Ce qui est demandé.
1. Quelles sont les différentes dates qui figurent dans l'arrêt de la cour d'appel de Paris ? Donnez chacune une seule fois.
2. Pouvez-vous prolonger l'arrêt de la cour d'appel de Paris au-delà de sa dernière phrase, consacrée à la période d'essai ?

Texte source.
========================
France | France, Cour d'appel de Paris, 27 juin 2001, 2001/05141


COUR D'APPEL DE PARIS 1è chambre, section A X... DU 27 JUIN 2001

(N , 7 pages) Numéro d'inscription au répertoire général : 2001/05141 Pas de jonction Décision dont appel : Décision du Bâtonnier rendue le 2/2/2001 par Madame de LA CHAISE, membre du conseil de l'Ordre agissant en qualité de déléguée de M. le Bâtonnier de l'Ordre des Avocats à la Cour de Paris. Nature de la décision : CONTRADICTOIRE Décision : CONFIRMATION DEMANDERESSE AU RECOURS : Madame LEMOINE Y... ... par Maître Jean-Charles GUILLARD, Toque P19, Avocat au Barreau de PARIS plaidant pour la société d

'avocats au barreau de Paris LE FOYER DE COSTIL etamp; GUILLARD COMPOSIT...

COUR D'APPEL DE PARIS 1è chambre, section A X... DU 27 JUIN 2001

(N , 7 pages) Numéro d'inscription au répertoire général : 2001/05141 Pas de jonction Décision dont appel : Décision du Bâtonnier rendue le 2/2/2001 par Madame de LA CHAISE, membre du conseil de l'Ordre agissant en qualité de déléguée de M. le Bâtonnier de l'Ordre des Avocats à la Cour de Paris. Nature de la décision : CONTRADICTOIRE Décision : CONFIRMATION DEMANDERESSE AU RECOURS : Madame LEMOINE Y... ... par Maître Jean-Charles GUILLARD, Toque P19, Avocat au Barreau de PARIS plaidant pour la société d'avocats au barreau de Paris LE FOYER DE COSTIL etamp; GUILLARD COMPOSITION DE LA COUR : Lors des débats et du délibéré, Président :

Monsieur Christian CHARRUAULT Z... :

Madame Geneviève BREGEON Z... :

Monsieur Xavier SAVATIER A... : A l'audience tenue en chambre du conseil du 23 mai 2001 MINISTÈRE PUBLIC représenté lors des débats par Madame Brigitte B..., substitut du Procureur Général, qui a développé ses observations orales. GREFFIER : Lors des débats et du prononcé de l'arrêt : Madame C... X... : contradictoire Prononcé en chambre du conseil par Monsieur CHARRUAULT, Président, lequel a signé la minute avec Madame C..., Greffier - * * *

Le 13 mai 1997, la société FIDUCIAIRE JURIDIQUE ET FISCALE DE FRANCE (la société FIDAL), société d'avocats au barreau des Hauts-de-Seine, a adressé à Mme LEMOINE, avocat au barreau de Paris, une lettre contenant notamment les énonciations suivantes :

"Nous faisons suite aux différents rendez-vous que vous avez eus avec nous et nous avons le plaisir de vous confirmer que nous sommes prêts

à vous engager dans notre Cabinet en tant qu'avocat salarié (...) pour une durée indéterminée (...).

Un contrat d'avocat salarié sera établi lors de votre arrivée, mais nous avons arrêté dès maintenant les dispositions suivantes :

Les trois premiers mois de travail constitueront votre période d'essai (...).
========================
Entrées extraites.
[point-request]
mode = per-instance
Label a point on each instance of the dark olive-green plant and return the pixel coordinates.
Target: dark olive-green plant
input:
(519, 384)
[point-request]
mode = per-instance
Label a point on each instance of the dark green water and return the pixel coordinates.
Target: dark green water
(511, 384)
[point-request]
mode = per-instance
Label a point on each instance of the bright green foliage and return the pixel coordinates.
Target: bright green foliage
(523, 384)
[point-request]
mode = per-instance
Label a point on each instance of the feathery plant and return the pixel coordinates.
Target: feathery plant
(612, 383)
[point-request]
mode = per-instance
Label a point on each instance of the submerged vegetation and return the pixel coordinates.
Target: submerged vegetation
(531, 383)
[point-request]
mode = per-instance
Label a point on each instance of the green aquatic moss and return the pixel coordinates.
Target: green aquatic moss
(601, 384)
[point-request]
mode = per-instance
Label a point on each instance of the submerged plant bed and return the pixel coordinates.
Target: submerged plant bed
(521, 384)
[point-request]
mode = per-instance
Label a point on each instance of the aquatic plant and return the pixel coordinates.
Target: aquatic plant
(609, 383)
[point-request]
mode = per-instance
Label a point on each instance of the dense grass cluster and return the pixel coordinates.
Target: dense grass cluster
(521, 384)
========================
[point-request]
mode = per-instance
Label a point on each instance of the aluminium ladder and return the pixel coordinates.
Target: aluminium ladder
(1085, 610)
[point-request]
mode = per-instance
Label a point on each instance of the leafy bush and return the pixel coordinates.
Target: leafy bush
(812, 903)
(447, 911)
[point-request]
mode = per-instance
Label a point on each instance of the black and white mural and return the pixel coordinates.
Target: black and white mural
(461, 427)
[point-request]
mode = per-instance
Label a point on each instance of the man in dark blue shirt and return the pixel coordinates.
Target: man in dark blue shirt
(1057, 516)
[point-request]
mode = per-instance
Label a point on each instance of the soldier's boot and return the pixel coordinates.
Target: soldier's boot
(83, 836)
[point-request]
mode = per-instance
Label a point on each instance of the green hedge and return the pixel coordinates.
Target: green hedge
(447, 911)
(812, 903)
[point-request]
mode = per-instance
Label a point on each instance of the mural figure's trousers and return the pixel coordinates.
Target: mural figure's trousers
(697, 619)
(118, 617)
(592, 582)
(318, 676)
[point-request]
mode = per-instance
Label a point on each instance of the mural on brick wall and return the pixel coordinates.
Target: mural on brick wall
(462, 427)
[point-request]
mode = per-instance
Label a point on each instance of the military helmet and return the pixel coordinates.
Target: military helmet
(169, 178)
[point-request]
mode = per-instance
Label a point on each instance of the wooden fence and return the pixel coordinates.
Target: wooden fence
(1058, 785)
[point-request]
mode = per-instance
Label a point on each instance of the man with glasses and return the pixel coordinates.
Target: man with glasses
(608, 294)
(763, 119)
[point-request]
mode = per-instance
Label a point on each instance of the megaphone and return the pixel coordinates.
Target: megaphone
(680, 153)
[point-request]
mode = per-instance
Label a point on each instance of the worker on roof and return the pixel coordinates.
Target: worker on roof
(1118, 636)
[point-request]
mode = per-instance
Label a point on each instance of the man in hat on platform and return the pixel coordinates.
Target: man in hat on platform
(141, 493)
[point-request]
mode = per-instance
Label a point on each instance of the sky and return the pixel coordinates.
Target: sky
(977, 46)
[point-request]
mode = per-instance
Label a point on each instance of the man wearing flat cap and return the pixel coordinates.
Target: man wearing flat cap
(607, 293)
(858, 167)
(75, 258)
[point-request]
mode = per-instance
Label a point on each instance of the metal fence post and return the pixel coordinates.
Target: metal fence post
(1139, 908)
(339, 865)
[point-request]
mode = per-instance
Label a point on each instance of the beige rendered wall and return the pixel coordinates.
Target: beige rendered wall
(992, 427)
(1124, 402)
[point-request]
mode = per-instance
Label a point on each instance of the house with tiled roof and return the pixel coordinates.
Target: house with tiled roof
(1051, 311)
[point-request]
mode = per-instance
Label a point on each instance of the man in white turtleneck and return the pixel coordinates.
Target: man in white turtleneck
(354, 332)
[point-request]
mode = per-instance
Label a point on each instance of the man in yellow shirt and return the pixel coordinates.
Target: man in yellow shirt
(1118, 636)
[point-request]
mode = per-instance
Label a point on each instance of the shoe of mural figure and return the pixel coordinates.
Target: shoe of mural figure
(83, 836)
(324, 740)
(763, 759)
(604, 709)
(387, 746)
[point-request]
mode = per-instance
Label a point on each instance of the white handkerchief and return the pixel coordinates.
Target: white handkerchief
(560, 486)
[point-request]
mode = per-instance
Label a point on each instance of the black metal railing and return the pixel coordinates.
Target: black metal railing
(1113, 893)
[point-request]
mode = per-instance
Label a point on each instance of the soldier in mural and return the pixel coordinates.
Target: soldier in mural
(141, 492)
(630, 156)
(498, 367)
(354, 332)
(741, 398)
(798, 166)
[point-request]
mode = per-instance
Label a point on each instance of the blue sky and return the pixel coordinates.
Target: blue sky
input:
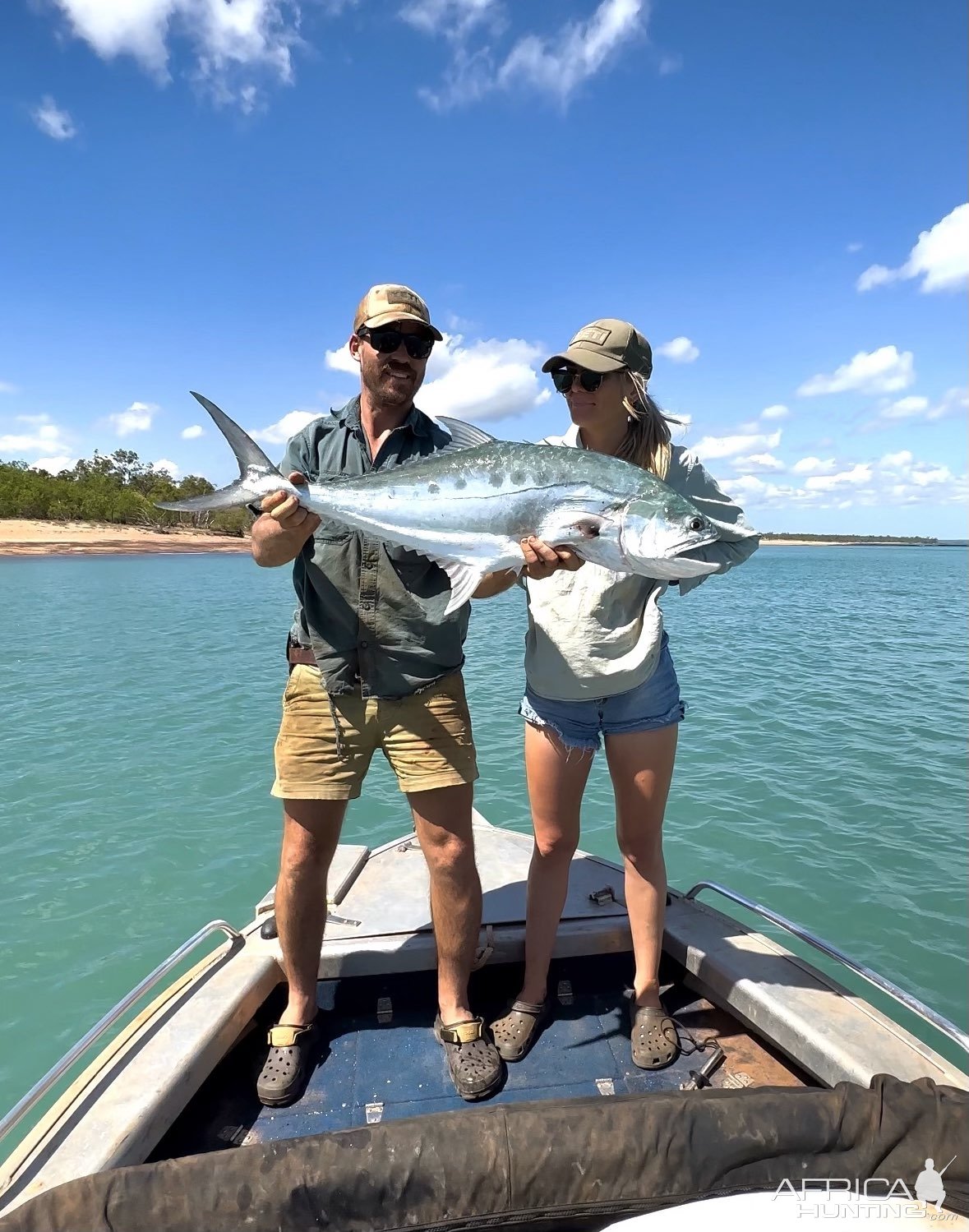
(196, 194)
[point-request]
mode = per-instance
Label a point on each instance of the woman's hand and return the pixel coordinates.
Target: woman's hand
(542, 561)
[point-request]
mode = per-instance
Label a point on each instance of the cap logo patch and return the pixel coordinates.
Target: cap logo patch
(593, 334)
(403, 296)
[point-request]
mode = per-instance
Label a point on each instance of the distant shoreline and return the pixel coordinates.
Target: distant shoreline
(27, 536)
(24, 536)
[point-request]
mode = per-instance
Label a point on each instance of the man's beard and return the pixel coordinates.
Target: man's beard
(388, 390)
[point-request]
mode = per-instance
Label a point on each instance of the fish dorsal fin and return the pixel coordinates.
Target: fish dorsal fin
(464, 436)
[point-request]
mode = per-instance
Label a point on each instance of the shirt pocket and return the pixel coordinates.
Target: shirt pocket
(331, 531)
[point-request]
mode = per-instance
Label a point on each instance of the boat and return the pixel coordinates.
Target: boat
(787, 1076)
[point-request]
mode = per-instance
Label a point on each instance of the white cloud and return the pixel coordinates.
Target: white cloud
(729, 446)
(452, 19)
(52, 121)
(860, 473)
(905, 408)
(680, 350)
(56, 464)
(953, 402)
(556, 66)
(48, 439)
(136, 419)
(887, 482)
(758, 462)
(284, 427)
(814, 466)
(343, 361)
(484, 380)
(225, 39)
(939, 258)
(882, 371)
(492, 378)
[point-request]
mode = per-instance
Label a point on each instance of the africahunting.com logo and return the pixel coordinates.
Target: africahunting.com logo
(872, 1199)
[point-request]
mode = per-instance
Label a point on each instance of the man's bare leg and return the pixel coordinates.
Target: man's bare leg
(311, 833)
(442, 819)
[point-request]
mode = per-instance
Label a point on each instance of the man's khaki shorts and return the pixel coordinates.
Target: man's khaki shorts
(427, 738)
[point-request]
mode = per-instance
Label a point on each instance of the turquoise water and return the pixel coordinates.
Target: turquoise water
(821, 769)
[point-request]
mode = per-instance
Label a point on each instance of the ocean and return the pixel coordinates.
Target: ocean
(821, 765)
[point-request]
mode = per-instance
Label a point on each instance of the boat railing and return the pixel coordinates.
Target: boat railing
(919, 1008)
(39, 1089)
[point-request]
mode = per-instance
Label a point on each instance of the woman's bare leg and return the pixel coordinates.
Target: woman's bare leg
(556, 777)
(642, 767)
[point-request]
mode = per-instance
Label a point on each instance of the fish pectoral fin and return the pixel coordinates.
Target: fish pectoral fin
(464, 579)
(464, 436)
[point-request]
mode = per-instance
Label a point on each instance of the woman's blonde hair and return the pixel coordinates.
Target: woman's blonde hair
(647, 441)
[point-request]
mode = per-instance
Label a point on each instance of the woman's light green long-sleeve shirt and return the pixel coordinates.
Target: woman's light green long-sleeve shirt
========================
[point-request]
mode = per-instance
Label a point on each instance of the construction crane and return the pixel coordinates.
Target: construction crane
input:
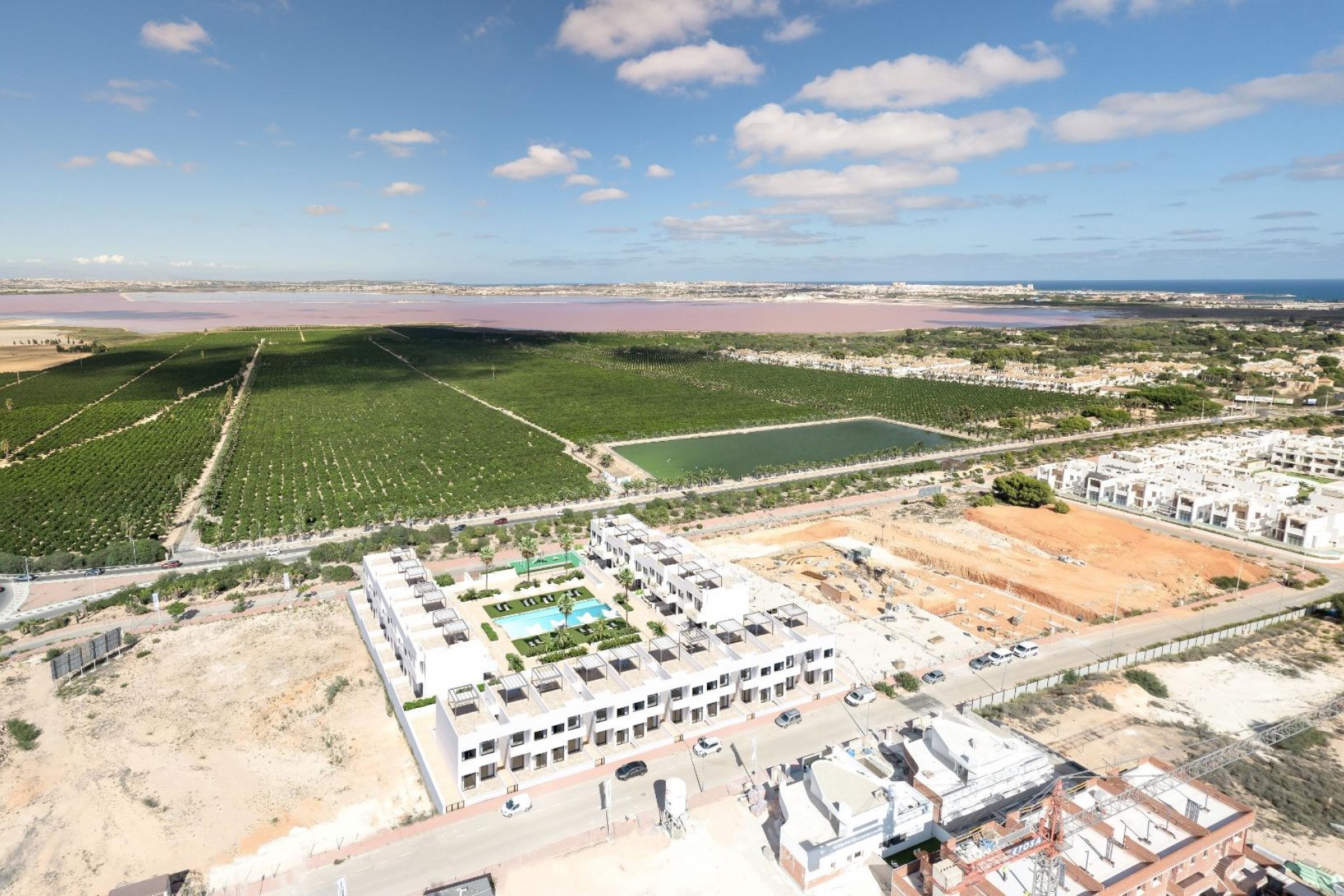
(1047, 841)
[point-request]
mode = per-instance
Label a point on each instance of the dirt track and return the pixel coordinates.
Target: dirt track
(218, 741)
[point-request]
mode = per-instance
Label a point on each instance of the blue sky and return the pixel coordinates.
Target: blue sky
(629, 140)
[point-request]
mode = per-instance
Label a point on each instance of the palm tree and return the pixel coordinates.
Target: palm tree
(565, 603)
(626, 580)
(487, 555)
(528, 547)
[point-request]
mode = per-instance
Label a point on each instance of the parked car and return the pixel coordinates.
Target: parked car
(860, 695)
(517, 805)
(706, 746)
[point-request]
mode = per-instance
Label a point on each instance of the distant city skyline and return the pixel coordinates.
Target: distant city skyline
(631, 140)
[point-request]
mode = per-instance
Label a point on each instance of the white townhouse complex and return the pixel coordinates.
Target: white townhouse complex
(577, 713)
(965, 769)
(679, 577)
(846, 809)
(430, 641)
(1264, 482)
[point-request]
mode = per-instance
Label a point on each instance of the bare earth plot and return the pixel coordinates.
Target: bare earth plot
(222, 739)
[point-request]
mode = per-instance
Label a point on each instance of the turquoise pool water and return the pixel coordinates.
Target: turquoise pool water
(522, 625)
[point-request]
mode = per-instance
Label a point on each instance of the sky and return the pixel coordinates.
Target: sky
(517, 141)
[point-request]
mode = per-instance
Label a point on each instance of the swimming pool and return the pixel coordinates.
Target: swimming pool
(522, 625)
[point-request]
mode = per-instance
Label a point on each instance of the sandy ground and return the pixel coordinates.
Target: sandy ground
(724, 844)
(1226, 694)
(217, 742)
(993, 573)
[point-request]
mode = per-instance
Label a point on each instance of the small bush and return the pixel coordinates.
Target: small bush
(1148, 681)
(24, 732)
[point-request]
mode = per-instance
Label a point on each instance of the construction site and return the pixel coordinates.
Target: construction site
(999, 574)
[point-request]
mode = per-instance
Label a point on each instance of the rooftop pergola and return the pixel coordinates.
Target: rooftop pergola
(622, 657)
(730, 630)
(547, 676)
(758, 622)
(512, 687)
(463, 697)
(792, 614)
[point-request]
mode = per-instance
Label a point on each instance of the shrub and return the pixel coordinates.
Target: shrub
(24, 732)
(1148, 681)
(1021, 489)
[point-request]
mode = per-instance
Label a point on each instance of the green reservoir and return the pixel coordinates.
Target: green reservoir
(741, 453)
========================
Réponses attendues.
1. 27 juin 2001, 2/2/2001, 23 mai 2001, 13 mai 1997

2.
Votre rémunération se composera d'un montant fixe mensuel de 37 500 FF et éventuellement d'un bonus discrétionnaire (...).

Il vous appartiendra de vous inscrire en tant qu'avocat au barreau de Nanterre (...).

Comme je vous l'ai indiqué lors de notre dernier entretien, nous souhaitons (...) que vous puissiez intégrer notre équipe le mardi 1er juillet (...)".

Par lettre adressée le 20 mai 1997 à la société FIDAL, Mme LEMOINE a informé celle-ci qu'elle acceptait la proposition telle qu'ainsi définie aux termes de la lettre précitée.

Mme LEMOINE, entrée en fonctions au sein de la société FIDAL le 1er juillet 1997, a, le 21 septembre 1998, adressé à cette dernière une lettre contenant notamment les énonciation suivantes :

"Comme convenu, et afin de finaliser mon dossier d'inscription sur Nanterre, je vous prie de bien vouloir trouver ci-après mon contrat de collaboration signé pour lequel j'ai pris la liberté d'actualiser la date de signature.

Par ailleurs, je souhaite vous faire part de ma demande de travail à (temps) partiel (...) afin de disposer de temps pour me consacrer à régler les différents dossiers personnels et tracas (dont je vous ai fait part, pour ce qui est de certains d'entre eux au moins) (...)". A cette même date, Mme LEMOINE a apposé sa signature au pied d'un acte sous seing privé, déjà signé le 1er juillet 1998 par la société

FIDAL.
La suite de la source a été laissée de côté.